Your eligibility depends on the area in which you are located. To apply, your business must be directly impacted by COVID-19 restrictions, have a business bank account, and be registered for non-domestic rates.
Find out if your business is eligible for these funds here.
Restrictions in Wales for Holiday Homeowners
After the national “firebreak” lockdown that ended in Wales on 19 November 2020, many restrictions were lifted. Luckily for holiday homeowners, all accommodation can now resume normal business if following the reasonable safety measures.
However, make sure your guests know that they will only be able to share holiday accommodation with the people they live with or their care providers. The law states that people should not enter each other’s homes or gardens if not necessary, the maximum number of people gathering from different households is four, face coverings must be worn in indoor public places, and self-isolation must be followed through if required.

···

CHECK YOUR UNDERSTANDING:
- A) According to the page excerpt on COVID-19 restrictions for holiday homeowners in Wales, on what date did the national "firebreak" lockdown end?
- B) Pick up the text on COVID-19 restrictions for Welsh holiday homeowners after its final sentence and keep writing it.

[Entries drawn from a collection]
···

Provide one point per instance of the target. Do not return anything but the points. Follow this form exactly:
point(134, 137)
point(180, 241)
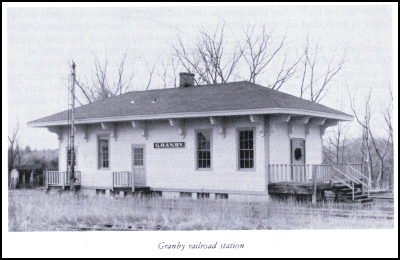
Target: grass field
point(33, 210)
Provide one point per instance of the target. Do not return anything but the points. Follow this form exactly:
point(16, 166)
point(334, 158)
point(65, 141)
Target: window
point(185, 194)
point(103, 152)
point(69, 152)
point(221, 196)
point(203, 196)
point(138, 156)
point(246, 149)
point(204, 149)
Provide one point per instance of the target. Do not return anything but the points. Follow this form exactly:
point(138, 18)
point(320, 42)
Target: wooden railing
point(289, 172)
point(56, 178)
point(123, 179)
point(322, 172)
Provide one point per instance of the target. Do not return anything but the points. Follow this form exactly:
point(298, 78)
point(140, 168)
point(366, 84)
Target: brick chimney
point(186, 79)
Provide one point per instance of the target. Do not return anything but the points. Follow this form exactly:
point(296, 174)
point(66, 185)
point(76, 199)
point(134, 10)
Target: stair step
point(359, 197)
point(365, 200)
point(340, 187)
point(351, 192)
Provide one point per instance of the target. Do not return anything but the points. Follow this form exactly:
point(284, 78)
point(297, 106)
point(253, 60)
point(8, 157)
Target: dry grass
point(33, 210)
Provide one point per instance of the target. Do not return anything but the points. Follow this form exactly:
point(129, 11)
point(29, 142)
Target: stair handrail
point(343, 182)
point(350, 177)
point(360, 173)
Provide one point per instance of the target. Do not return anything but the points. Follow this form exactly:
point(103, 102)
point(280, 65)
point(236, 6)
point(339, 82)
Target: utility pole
point(72, 174)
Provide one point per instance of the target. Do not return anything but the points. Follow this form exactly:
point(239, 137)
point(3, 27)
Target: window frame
point(103, 136)
point(76, 157)
point(238, 130)
point(196, 131)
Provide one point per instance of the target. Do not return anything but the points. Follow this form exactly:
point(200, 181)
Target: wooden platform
point(293, 187)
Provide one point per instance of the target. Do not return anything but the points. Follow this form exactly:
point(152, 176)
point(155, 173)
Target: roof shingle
point(203, 98)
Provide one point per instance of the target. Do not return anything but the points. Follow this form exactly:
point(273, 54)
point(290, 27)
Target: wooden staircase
point(350, 185)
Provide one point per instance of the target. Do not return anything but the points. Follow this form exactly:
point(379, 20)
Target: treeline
point(377, 158)
point(44, 160)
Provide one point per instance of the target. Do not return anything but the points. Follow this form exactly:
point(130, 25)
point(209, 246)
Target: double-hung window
point(69, 158)
point(103, 152)
point(246, 149)
point(203, 138)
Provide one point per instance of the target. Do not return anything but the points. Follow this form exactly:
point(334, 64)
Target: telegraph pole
point(72, 174)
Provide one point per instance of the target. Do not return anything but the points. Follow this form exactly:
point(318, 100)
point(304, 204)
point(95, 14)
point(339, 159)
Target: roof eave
point(198, 114)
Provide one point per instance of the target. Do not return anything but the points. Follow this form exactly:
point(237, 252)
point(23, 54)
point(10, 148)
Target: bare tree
point(318, 71)
point(366, 149)
point(209, 58)
point(98, 87)
point(259, 53)
point(337, 140)
point(388, 115)
point(14, 150)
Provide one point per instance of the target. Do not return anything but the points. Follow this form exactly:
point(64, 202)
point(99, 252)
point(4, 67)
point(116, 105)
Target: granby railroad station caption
point(199, 245)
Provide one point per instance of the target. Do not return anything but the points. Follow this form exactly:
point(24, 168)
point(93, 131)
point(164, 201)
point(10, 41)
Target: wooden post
point(133, 182)
point(46, 183)
point(31, 180)
point(63, 180)
point(112, 181)
point(314, 196)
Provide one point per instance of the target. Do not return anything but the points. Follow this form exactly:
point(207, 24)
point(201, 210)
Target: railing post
point(46, 181)
point(63, 179)
point(133, 182)
point(314, 195)
point(112, 181)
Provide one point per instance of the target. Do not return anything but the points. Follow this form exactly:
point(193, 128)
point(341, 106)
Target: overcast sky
point(41, 41)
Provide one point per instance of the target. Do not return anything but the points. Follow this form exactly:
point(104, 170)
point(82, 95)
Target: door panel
point(298, 159)
point(139, 164)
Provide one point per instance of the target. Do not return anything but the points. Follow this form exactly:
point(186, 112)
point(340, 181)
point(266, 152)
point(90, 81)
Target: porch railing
point(57, 178)
point(123, 179)
point(322, 172)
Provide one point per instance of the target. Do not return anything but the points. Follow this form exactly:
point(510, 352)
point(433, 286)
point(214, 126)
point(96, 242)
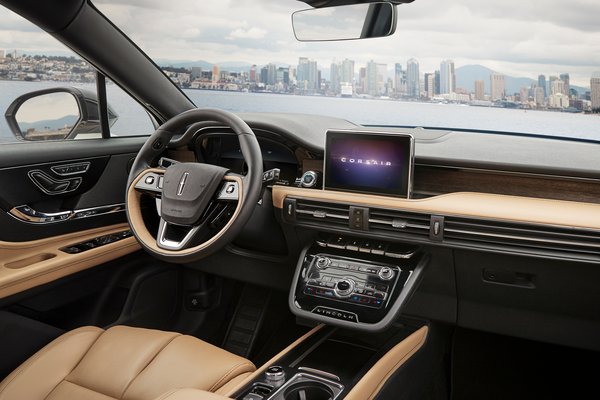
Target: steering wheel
point(202, 207)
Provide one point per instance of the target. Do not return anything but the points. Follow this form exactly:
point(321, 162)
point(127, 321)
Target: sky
point(515, 37)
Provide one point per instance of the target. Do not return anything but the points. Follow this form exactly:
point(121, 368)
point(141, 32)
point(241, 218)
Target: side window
point(49, 93)
point(133, 119)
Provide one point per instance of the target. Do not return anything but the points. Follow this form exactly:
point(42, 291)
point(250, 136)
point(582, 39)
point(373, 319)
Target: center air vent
point(550, 238)
point(399, 222)
point(330, 214)
point(390, 223)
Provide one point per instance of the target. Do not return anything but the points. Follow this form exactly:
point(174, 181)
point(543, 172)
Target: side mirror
point(348, 22)
point(56, 114)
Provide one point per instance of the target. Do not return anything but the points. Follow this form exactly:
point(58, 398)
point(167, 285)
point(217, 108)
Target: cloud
point(516, 37)
point(252, 33)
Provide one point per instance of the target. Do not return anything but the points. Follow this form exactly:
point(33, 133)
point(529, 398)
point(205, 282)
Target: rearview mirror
point(349, 22)
point(55, 114)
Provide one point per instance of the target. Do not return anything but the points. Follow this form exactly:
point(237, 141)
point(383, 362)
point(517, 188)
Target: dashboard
point(493, 222)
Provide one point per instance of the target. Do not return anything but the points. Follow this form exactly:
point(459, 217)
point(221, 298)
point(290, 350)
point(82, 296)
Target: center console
point(334, 364)
point(354, 283)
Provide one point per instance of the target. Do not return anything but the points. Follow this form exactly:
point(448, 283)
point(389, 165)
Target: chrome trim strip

···

ANSWERS TO EACH TASK:
- A) 19 November 2020

- B)
Similar to England’s support bubble, Wales allows an extended household. When two households join to create an extended household, they are allowed to visit each other’s homes, stay overnight, and meet up in outdoor spaces in groups larger than four.
There are currently no restrictions on travel within Wales. If one must travel outside of Wales, they will need a reasonable excuse permitted by the law. This can include travelling for work, education, medical appointments, legal requirements, and compassionate grounds such as funerals.
Restaurants, bars, and pubs can all open as long as they follow the required measurements and provide table service. Businesses that don’t sell alcohol, such as coffee shops, are not limited to table service. All visitor attractions can open if social distancing measures are maintained.
For a complete guide to coronavirus regulations in Wales, click here.
Restrictions in Northern Ireland for Holiday rentals
Accommodation establishments, including hotels, guesthouses, and B&B’s, can open for people who are already residents, in emergency situations, vulnerable, restricted from returning to their main home, and those experiencing work-related situations. Members of one household or a bubble are allowed to stay together.
Bubbling is limited to a maximum of 10 people from two households. If not from the same bubble, there’s a maximum of six people when gathering in a private garden.
Unlicensed premises, like coffee shops and cafes, must close at 20:00. Licensed premises can open for delivery and takeaway. Takeaway services must end at 23:00.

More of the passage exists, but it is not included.